TRY IT
In the listing below, find the line holding "# give x and y for each instance of the pale" and the line holding "# give x and y for each instance of the airliner". Write out those two lines and all lines between, exactly, and nothing more.

EXCERPTED DATA
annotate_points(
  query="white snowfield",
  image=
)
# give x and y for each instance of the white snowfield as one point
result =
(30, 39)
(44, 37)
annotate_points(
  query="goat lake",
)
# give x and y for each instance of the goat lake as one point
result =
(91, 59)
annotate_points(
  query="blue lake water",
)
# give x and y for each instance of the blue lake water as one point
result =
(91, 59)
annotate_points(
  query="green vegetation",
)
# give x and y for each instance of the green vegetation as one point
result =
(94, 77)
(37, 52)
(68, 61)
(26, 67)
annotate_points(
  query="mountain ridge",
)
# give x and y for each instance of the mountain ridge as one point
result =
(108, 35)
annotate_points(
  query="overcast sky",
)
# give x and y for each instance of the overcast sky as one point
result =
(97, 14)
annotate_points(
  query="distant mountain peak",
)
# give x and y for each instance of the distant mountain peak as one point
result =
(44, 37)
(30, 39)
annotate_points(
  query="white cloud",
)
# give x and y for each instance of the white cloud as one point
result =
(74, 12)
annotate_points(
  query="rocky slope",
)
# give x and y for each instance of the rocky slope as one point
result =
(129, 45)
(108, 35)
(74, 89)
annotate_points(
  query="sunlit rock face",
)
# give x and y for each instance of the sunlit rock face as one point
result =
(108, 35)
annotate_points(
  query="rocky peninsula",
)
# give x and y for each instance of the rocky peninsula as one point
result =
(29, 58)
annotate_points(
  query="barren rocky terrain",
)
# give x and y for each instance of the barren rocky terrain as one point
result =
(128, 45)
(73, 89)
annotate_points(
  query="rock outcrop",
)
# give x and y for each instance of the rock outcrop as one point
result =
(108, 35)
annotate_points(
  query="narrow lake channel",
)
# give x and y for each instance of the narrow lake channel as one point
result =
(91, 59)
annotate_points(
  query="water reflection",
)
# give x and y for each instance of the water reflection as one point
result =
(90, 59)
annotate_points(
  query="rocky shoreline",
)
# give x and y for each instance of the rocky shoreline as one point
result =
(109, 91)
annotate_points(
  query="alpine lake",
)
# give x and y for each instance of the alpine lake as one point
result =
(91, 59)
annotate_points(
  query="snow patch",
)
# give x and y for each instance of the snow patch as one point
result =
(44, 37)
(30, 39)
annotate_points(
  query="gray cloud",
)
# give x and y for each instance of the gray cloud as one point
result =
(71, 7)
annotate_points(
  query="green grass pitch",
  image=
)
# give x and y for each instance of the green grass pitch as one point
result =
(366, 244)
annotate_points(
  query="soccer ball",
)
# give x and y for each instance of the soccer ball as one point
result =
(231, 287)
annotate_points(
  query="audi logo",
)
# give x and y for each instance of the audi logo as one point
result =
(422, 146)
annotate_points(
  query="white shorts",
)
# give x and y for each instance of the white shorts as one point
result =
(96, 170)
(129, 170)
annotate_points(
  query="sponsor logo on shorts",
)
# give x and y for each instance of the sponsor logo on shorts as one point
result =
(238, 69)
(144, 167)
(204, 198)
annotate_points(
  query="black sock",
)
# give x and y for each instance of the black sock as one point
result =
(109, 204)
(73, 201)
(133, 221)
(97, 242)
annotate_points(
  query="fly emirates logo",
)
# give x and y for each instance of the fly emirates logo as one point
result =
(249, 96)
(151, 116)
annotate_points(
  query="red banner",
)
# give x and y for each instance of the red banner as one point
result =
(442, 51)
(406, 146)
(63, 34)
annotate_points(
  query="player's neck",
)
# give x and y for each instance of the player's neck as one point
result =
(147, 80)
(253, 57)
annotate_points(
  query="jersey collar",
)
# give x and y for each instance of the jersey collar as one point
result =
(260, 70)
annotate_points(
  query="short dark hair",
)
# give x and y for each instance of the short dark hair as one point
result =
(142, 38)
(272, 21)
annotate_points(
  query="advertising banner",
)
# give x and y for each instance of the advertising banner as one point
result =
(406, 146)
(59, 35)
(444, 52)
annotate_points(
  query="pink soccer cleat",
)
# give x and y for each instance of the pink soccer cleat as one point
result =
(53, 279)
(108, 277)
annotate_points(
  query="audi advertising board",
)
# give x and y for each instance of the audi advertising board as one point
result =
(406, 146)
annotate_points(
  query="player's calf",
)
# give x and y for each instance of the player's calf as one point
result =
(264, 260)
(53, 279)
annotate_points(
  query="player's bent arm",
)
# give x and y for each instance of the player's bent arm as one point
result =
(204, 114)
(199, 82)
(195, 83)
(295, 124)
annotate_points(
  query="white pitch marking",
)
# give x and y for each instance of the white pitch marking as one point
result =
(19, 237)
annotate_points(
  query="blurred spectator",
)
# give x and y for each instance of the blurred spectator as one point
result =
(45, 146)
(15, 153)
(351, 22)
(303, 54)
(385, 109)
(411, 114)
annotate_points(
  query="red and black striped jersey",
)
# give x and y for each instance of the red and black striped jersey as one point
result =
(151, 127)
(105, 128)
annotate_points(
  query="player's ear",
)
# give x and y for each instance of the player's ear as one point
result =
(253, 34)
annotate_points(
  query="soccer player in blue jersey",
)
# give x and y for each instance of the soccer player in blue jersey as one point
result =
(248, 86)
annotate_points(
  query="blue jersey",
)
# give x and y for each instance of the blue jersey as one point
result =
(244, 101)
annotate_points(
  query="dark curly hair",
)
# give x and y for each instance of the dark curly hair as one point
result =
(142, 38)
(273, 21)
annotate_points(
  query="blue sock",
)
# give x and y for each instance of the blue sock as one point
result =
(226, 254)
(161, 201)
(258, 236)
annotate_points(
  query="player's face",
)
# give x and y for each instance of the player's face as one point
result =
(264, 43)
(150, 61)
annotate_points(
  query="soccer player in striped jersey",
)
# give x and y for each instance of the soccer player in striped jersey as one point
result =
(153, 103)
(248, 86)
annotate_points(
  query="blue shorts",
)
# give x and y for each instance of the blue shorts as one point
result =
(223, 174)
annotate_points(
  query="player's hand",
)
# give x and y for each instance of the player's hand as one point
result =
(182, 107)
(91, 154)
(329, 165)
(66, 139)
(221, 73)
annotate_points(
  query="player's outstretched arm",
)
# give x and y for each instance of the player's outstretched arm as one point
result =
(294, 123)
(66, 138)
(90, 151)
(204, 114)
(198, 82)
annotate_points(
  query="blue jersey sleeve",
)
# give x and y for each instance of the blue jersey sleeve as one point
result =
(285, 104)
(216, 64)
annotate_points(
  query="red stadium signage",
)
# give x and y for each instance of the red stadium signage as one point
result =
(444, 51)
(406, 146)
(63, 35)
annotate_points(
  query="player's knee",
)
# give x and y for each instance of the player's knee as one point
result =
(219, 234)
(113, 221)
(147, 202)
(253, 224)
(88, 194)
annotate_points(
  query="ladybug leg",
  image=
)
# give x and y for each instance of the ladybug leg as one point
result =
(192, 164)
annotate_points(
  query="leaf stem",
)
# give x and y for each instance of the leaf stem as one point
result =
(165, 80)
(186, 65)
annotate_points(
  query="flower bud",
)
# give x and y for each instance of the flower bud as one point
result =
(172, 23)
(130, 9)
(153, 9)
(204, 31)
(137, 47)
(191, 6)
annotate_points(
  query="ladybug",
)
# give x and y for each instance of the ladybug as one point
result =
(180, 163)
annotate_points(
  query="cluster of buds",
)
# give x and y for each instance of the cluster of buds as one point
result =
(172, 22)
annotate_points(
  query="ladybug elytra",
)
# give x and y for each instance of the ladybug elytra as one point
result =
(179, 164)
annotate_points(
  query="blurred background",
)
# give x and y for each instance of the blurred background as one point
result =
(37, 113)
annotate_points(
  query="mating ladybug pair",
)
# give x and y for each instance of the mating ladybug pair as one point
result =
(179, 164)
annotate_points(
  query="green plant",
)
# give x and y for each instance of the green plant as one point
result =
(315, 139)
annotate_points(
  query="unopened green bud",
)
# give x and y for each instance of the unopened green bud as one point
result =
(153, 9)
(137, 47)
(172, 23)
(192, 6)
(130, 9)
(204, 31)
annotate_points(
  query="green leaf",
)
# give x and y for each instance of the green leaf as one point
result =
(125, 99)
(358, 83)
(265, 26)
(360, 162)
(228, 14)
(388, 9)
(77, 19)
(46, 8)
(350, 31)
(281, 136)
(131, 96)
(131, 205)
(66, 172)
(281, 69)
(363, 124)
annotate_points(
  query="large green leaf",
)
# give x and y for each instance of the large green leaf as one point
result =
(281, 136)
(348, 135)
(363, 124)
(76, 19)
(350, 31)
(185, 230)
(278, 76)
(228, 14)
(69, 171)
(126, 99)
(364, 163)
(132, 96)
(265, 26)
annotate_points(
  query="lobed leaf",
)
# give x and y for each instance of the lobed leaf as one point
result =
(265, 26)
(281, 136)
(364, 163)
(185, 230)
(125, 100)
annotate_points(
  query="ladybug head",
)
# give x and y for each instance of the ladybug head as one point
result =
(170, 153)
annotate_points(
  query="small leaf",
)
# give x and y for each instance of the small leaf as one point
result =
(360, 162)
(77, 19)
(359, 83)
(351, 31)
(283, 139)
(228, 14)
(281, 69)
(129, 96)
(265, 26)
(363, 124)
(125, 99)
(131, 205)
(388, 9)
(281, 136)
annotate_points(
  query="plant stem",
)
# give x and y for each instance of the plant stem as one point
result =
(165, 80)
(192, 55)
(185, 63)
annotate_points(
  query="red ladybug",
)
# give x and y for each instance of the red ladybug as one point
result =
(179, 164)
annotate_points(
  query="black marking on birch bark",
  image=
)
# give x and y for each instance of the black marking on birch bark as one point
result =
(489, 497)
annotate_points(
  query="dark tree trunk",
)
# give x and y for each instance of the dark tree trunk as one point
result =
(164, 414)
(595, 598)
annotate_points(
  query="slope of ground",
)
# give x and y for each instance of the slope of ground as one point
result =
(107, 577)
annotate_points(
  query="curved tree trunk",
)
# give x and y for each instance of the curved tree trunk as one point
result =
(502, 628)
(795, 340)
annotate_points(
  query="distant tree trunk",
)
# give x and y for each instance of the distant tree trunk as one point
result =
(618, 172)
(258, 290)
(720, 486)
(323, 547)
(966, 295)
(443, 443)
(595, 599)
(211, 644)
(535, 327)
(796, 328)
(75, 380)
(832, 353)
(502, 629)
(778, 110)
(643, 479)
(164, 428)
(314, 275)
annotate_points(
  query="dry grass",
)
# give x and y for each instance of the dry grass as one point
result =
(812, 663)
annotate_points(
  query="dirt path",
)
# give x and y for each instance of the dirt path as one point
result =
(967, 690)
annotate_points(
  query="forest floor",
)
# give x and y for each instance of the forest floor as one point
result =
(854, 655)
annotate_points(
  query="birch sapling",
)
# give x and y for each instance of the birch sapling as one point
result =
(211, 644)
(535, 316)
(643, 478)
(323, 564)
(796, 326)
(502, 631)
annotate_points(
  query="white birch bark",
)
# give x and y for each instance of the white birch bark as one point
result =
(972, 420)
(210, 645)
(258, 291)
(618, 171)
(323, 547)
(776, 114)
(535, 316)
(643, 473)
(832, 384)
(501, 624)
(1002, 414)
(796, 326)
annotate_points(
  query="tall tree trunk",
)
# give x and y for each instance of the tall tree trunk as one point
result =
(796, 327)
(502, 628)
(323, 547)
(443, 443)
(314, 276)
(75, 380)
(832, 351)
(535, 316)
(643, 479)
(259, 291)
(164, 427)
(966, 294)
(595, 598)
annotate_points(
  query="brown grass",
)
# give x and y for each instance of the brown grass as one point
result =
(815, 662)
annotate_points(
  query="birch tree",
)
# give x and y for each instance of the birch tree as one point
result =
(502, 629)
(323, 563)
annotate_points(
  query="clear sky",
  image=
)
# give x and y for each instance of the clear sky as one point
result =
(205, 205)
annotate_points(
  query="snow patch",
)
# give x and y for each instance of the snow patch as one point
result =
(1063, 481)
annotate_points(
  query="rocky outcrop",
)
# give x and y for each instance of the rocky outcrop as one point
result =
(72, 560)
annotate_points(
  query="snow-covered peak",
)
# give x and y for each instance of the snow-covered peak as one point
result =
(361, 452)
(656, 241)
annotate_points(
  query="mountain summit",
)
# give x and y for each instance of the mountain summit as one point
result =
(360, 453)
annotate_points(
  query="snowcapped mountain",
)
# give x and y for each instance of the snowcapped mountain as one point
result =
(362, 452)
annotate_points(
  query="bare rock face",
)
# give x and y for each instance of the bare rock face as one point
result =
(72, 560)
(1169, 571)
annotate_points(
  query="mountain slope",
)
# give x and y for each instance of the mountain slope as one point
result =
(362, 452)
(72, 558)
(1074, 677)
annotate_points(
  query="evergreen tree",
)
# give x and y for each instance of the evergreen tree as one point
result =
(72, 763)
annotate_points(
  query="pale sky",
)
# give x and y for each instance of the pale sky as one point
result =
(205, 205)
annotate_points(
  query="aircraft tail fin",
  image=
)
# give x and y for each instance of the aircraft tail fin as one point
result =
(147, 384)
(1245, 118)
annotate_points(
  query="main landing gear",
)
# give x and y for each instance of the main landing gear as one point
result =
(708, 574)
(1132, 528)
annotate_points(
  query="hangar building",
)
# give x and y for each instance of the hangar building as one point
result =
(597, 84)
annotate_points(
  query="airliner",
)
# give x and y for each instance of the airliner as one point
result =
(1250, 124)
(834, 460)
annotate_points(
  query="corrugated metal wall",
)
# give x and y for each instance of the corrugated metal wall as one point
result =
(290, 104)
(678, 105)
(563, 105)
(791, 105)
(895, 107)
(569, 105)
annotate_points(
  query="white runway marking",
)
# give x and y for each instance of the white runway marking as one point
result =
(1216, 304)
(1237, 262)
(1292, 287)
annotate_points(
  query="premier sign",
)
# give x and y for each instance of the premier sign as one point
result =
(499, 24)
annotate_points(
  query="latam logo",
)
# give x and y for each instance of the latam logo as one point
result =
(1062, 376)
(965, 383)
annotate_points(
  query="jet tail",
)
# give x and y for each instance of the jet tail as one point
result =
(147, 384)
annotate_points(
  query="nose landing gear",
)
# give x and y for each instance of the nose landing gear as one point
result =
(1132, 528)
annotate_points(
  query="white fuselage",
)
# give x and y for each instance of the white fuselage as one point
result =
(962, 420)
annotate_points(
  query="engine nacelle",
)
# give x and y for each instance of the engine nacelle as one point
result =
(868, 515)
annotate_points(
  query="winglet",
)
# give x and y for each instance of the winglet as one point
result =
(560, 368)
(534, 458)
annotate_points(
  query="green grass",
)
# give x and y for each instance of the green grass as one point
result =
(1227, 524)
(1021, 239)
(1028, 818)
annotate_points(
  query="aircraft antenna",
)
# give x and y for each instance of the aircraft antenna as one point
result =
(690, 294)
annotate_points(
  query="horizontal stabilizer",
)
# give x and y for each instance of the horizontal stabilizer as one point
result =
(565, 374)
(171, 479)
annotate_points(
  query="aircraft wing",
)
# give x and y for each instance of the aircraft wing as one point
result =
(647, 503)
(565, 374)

OUTPUT BELOW
# give x and y for each instance of the pale sky as one point
result =
(205, 205)
annotate_points(
  query="aircraft tail fin",
  image=
)
# give x and y for each instance of the aircraft tail fin as one point
result =
(147, 384)
(1245, 118)
annotate_points(
  query="main landing gear",
)
# give x and y for each instance of the main landing gear as one point
result =
(708, 574)
(1132, 528)
annotate_points(
  query="hangar building",
)
# give x and y for each instance of the hangar building as one point
result =
(597, 84)
annotate_points(
  query="airliner",
)
# give x and y for each instance of the airliner as one point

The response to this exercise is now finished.